» Direction
Write out every line of the listing below word for word, leaving out the pictures.

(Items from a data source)
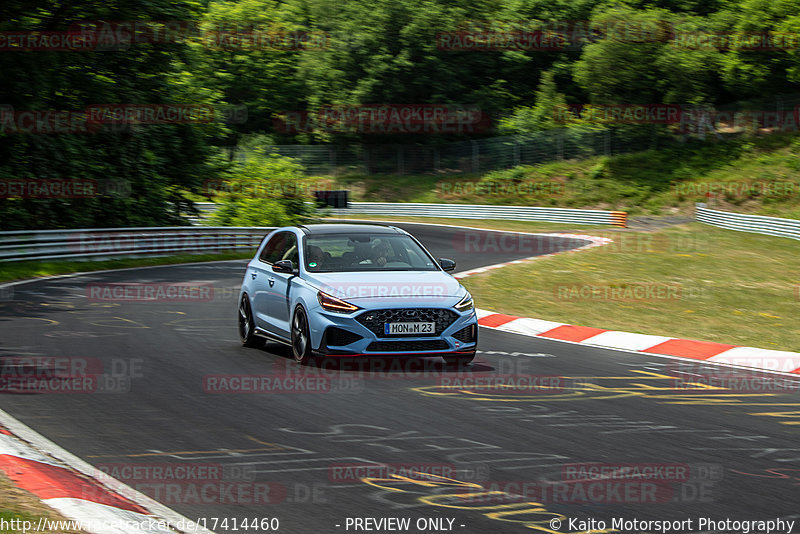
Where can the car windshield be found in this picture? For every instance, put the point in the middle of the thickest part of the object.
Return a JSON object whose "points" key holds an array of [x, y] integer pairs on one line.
{"points": [[365, 252]]}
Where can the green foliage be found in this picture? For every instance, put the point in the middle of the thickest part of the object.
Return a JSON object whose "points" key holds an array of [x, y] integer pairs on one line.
{"points": [[266, 190], [374, 52]]}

» Exercise output
Where can the car windshield be found in this picture? For every instance, put the point in the middle of the thickest part of the object.
Return a JSON object whose "points" key holds an array of [x, y] integer pairs on one line.
{"points": [[365, 252]]}
Where can the green foliage be found in this picture? For every instance, put the point in the middle of the thickest part of the object.
Return a JSON object whose "points" key holds an array of [x, y] integer pairs on one line.
{"points": [[266, 190], [374, 52]]}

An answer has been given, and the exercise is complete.